start DATA SECTION

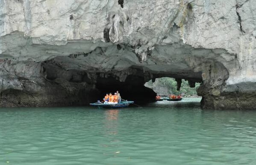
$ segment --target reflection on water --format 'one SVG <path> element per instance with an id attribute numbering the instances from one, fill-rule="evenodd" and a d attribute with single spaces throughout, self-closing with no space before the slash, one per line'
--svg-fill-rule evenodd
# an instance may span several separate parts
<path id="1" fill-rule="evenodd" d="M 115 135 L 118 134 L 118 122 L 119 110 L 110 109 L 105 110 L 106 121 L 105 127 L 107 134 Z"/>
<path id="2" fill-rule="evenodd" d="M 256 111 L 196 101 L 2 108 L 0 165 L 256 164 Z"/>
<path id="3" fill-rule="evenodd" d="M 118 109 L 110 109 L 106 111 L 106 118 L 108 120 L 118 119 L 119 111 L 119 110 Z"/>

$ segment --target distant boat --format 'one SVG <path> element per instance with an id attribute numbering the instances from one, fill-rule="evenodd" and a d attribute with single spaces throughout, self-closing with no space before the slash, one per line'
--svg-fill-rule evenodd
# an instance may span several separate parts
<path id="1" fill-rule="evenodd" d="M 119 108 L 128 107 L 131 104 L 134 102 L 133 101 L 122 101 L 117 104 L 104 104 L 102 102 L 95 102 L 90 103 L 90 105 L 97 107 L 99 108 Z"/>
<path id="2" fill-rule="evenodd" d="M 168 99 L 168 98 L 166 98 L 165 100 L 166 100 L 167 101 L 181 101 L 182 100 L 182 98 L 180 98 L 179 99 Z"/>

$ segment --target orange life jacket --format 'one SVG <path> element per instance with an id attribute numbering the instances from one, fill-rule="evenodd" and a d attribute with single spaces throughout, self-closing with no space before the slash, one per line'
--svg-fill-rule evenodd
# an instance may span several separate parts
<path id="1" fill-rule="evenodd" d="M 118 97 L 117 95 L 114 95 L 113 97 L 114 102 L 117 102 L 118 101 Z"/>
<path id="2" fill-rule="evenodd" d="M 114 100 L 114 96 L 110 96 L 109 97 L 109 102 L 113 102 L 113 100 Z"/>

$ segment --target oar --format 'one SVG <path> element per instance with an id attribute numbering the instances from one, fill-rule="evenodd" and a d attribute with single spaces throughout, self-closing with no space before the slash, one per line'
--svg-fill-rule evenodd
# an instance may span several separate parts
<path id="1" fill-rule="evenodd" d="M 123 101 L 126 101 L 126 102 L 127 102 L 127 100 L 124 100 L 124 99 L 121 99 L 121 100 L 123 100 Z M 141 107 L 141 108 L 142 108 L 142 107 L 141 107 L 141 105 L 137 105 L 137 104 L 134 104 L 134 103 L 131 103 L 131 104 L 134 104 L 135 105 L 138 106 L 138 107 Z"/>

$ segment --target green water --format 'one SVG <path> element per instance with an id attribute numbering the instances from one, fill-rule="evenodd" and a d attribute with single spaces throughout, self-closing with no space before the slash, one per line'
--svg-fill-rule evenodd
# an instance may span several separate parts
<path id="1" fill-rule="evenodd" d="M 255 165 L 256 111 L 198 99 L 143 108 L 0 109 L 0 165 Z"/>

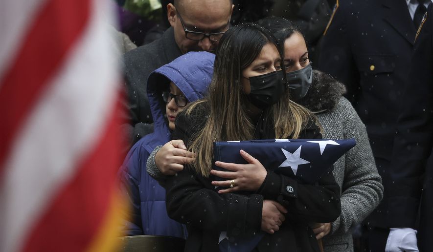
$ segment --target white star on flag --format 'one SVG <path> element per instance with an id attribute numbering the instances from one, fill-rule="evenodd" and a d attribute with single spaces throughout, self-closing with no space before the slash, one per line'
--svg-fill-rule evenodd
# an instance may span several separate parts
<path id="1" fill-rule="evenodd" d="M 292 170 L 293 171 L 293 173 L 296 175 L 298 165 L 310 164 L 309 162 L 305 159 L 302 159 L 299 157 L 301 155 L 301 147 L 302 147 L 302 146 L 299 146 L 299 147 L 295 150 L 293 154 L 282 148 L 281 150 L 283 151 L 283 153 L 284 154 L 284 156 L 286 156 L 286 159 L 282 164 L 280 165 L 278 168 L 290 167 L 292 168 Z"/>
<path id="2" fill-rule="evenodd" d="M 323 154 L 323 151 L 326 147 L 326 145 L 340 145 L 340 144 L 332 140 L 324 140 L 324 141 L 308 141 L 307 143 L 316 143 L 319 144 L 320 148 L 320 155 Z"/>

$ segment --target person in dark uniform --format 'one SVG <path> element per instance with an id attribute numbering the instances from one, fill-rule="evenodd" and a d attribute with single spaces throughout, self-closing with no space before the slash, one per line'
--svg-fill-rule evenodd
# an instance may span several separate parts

end DATA SECTION
start DATA SECTION

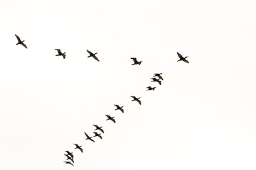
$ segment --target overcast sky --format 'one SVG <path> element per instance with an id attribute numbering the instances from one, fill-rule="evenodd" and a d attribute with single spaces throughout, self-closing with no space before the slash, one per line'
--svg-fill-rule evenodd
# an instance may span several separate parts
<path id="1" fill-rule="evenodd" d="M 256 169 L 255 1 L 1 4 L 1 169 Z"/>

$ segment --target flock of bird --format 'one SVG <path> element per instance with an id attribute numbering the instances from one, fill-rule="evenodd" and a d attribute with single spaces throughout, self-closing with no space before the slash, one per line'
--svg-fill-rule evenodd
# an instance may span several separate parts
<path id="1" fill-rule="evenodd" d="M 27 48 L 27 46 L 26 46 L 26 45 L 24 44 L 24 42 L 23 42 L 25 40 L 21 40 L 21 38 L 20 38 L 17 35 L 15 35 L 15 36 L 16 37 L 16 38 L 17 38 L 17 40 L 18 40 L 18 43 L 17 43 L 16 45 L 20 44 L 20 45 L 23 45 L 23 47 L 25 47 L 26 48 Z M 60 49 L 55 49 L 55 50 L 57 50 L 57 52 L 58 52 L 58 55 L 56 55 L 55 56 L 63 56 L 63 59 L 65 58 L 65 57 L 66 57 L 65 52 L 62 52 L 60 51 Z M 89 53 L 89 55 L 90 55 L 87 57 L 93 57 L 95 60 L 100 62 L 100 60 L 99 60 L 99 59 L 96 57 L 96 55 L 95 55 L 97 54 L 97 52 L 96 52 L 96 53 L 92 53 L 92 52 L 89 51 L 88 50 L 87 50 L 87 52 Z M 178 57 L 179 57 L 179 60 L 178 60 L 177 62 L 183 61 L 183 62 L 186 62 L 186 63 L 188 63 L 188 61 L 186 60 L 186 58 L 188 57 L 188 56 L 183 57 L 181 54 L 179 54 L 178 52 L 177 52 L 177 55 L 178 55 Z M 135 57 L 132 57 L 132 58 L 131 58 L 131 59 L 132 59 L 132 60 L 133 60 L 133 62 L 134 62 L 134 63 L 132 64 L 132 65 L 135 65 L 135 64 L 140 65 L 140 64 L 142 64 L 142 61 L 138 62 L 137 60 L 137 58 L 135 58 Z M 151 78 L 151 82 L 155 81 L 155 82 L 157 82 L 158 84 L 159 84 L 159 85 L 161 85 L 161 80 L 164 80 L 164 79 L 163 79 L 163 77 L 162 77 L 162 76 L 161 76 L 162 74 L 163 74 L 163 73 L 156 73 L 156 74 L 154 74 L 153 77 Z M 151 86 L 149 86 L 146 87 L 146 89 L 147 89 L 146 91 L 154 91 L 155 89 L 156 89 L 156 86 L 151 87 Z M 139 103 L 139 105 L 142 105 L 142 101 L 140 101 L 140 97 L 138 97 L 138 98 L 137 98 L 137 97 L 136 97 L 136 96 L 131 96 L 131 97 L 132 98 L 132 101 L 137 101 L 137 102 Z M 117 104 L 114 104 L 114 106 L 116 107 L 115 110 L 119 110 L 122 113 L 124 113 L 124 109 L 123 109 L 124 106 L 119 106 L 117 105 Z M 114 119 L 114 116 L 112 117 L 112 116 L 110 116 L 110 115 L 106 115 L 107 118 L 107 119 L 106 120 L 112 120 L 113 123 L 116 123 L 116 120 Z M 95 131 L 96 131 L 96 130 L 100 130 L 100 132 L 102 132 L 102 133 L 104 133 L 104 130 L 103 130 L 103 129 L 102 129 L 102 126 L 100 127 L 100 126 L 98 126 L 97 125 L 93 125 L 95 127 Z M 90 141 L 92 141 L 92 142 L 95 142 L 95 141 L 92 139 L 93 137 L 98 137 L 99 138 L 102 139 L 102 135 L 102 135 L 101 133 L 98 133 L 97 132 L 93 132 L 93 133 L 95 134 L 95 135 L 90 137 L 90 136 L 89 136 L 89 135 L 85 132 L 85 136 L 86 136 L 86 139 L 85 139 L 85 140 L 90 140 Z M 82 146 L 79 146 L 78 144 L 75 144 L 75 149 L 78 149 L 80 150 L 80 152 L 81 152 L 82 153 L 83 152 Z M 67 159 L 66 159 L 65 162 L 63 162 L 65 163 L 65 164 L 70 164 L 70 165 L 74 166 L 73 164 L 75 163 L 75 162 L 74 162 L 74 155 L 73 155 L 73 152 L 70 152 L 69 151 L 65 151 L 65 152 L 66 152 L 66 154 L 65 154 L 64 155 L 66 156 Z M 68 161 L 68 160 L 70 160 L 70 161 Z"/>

end DATA SECTION

→ **SET EXERCISE**: Please rewrite the items as a numbered list with blank lines left out, beginning at the line that contains "segment --target white" and stopping after the line that contains "323 154 L 323".

→ **COMPLETE RESPONSE**:
1. $ segment --target white star on flag --format 'one SVG <path> element per instance with an id attribute numbering the instances from one, fill-rule="evenodd" and a d attribute with single spaces throughout, self-closing with no space before the slash, one per line'
2. --svg-fill-rule evenodd
3. # an instance may span several separate parts
4. <path id="1" fill-rule="evenodd" d="M 292 170 L 293 171 L 293 173 L 296 175 L 298 165 L 310 164 L 309 162 L 305 159 L 302 159 L 299 157 L 301 155 L 301 147 L 302 147 L 302 146 L 299 146 L 299 147 L 295 150 L 293 154 L 282 148 L 281 150 L 283 151 L 283 153 L 284 154 L 284 156 L 286 156 L 286 159 L 282 164 L 280 165 L 278 168 L 290 167 L 292 168 Z"/>
5. <path id="2" fill-rule="evenodd" d="M 323 154 L 323 151 L 326 147 L 326 145 L 340 145 L 340 144 L 332 140 L 324 140 L 324 141 L 308 141 L 307 143 L 316 143 L 319 144 L 320 148 L 320 155 Z"/>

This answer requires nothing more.